• **Request**
Pick out and copy every line of the material below that contains the string "horizon".

<<<<

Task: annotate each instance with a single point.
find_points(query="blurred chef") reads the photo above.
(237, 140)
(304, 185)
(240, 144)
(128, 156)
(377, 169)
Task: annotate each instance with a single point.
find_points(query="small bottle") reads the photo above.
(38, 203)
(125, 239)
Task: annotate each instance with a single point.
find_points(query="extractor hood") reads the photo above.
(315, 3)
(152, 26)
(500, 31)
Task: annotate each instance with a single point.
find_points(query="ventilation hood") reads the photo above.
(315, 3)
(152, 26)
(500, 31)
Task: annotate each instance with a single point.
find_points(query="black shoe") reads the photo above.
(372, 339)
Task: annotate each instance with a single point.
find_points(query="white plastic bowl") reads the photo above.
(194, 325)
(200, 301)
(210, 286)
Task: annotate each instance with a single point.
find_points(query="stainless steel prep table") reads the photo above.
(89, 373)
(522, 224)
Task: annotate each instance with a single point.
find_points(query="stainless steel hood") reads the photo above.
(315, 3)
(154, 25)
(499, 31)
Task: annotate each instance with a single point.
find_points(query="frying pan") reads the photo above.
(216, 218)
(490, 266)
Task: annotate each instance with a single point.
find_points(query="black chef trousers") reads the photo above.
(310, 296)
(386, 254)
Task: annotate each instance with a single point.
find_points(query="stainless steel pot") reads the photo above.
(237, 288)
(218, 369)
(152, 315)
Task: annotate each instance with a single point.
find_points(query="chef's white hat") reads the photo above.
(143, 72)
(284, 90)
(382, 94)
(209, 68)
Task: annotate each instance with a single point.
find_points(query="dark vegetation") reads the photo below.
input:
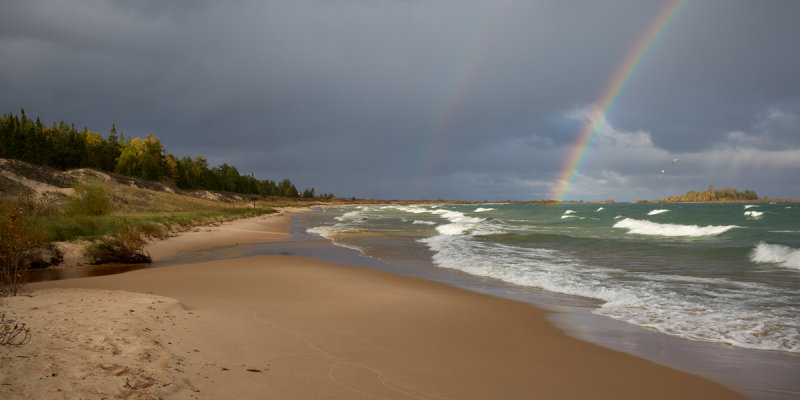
(713, 195)
(63, 147)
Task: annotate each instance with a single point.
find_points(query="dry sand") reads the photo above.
(297, 328)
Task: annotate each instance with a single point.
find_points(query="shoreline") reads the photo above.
(313, 328)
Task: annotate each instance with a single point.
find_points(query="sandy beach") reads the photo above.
(297, 328)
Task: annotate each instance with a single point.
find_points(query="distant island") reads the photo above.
(713, 195)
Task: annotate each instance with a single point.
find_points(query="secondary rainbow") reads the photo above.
(605, 103)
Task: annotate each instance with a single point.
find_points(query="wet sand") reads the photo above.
(294, 327)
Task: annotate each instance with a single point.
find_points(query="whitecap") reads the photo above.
(754, 214)
(656, 212)
(767, 253)
(641, 227)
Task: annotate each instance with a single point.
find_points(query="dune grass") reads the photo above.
(65, 228)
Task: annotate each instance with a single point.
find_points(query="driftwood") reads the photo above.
(13, 333)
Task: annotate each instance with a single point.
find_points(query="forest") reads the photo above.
(64, 147)
(715, 195)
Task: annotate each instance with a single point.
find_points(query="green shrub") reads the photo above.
(124, 246)
(89, 199)
(20, 243)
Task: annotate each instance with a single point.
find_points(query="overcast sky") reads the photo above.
(411, 99)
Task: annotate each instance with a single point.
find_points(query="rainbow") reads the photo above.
(466, 68)
(626, 70)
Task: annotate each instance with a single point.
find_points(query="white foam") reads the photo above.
(641, 227)
(754, 214)
(695, 308)
(459, 223)
(656, 212)
(350, 216)
(776, 254)
(409, 209)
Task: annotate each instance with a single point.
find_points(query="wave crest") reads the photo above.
(641, 227)
(785, 256)
(656, 212)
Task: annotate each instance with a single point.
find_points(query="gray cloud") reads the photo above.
(404, 99)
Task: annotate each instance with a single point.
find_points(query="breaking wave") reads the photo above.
(656, 212)
(641, 227)
(754, 214)
(766, 253)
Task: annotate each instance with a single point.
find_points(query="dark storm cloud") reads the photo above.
(403, 99)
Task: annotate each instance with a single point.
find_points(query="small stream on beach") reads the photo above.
(758, 374)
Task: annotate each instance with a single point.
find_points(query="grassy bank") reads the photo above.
(65, 228)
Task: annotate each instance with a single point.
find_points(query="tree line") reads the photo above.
(64, 147)
(714, 195)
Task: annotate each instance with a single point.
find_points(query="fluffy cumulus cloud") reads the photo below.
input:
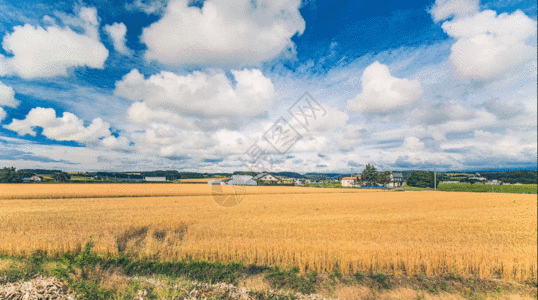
(67, 128)
(117, 32)
(486, 44)
(444, 9)
(198, 94)
(382, 93)
(7, 99)
(149, 7)
(223, 33)
(413, 143)
(53, 50)
(7, 96)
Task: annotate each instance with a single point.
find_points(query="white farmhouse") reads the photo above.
(155, 179)
(396, 180)
(265, 177)
(241, 180)
(349, 182)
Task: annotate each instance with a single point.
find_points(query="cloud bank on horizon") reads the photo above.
(192, 85)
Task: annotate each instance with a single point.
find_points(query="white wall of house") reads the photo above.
(154, 178)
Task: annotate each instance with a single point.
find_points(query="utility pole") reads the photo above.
(434, 179)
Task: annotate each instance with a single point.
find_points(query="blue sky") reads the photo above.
(199, 85)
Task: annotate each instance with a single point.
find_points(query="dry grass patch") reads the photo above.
(432, 233)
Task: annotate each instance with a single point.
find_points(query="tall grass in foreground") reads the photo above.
(431, 233)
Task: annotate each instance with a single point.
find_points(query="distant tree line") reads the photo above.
(422, 179)
(11, 175)
(41, 171)
(371, 177)
(518, 176)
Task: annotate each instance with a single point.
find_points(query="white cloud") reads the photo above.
(444, 9)
(53, 50)
(150, 7)
(66, 128)
(117, 32)
(488, 45)
(413, 143)
(223, 33)
(7, 96)
(382, 93)
(115, 143)
(199, 94)
(434, 113)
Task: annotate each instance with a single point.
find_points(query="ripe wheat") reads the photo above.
(432, 233)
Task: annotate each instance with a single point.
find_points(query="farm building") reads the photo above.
(350, 182)
(396, 180)
(241, 180)
(155, 179)
(265, 177)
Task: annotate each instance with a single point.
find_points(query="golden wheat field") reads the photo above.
(485, 235)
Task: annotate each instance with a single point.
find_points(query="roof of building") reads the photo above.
(260, 176)
(241, 180)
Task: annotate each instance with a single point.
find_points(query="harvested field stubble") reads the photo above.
(431, 233)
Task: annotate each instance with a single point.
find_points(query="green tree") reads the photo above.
(10, 175)
(61, 177)
(383, 178)
(369, 175)
(421, 179)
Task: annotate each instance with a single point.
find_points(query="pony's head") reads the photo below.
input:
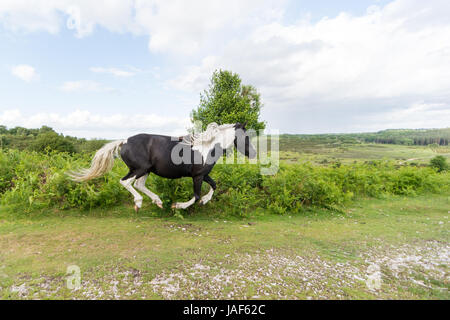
(242, 141)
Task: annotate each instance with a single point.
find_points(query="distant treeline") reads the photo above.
(420, 137)
(45, 139)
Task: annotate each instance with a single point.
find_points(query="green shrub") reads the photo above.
(439, 163)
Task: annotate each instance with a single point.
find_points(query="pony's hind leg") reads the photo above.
(140, 185)
(212, 184)
(127, 183)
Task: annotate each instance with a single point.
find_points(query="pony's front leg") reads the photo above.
(197, 189)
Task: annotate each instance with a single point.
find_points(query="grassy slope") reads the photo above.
(316, 255)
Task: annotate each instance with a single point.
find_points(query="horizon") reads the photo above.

>>>>

• **Response for this exercise**
find_points(query="cloud bank on horizon") reads the photo above.
find_points(query="horizon") reads the photo above.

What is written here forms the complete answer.